_Yapılacak görev A_
Aşağıdaki kayıtları düzenleyin: "floor grout line" ifadesini "tile grout line" ile değiştirip geri kalan her şeyi aynen koruyarak satırları yeniden yazın.

_Gösterilen metin_
CUMA HUTBESİ

Hutbe – İhmal edilen değerimiz: Hanımlarımız

17 Mart 2006

Muhterem kardeşlerim,

Dinimizin en büyük inkılaplarından birisi de, bugün kimileri tarafından tenkide tabi tutulduğumuz bir önemli konu olan hanımlara sağlanmış olan, insani haklardır. On beş asır öncesindeki insanlığın kadına bakış açısına baktığınız zaman, insanlığa ve özellikle hanımlara sağlamış olduğu hakların ne kadar önemli olduğu görülür. İnsafla düşünen her akl-ı selim sahibi insan, İslam Dininin bu yönünü inkâr etmeleri mümkün değildir. Kur’an’ı, Sünneti ve sahabe uygulamaları incelendiğinde bu çok bariz bir şekilde görülür. Örneğin, İslam’ın tebliğ edildiği ilk günlerden itibaren, Peygamberimizin yaşadığı yıllarda ve daha sonra dört büyük halife dönemlerinde, kadın toplum hayatının hemen her kesiminde, erkekle yanyana gözükmektedir.

Aziz kardeşlerim,

Hz. Peygamber (as), öteden beri ezile gelen kadınların bundan böyle ezilmemeleri ve haklarının zayolmaması için gayret etmiş, yapılagelen haksızlıklara mani olmuştur. Bundan dolayı da kadınlar, Mekke döneminden itibaren, bir insan muamelesi gördükleri bu dine sahip çıkmışlar, bizzat tebliğ ve davet çalışmalarına iştirak etmişlerdir. Mekke’de ilk dönemlerde erkeklerle beraber aynı ortamlarda bulunmuşlar, vahiy dinlemişler, beraberce ibadetler yapmışlar; hatta Mescid-i Nebevinin bir kapısı hanımlara tahsis edilmiştir. Kadınlar rahatlıkla mescide giderek Efendimiz’i dinlemişler, anlayamadıkları konuları tekrar tekrar sormuşlardır. Bunun yanında yine bu dönemde hanımlar, eğitim ve öğretim işlerinde de büyük hizmetler ifa etmişler; okuma ve yazmayı bilenler, bilmeyenlere öğretmişler, evlerini bir nevi okul haline getirmişlerdir.

_Kayıt listesi_
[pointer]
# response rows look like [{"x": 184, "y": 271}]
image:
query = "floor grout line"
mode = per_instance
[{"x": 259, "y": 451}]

_Yapılacak görev B_
Hutbeye göre Mescid-i Nebevi'nin bir kapısı kime tahsis edilmiştir?

_Eksiksiz yanıt A_
[pointer]
# response rows look like [{"x": 184, "y": 271}]
image:
query = "tile grout line"
mode = per_instance
[{"x": 259, "y": 451}]

_Eksiksiz yanıt B_
Hanımlara tahsis edilmiştir.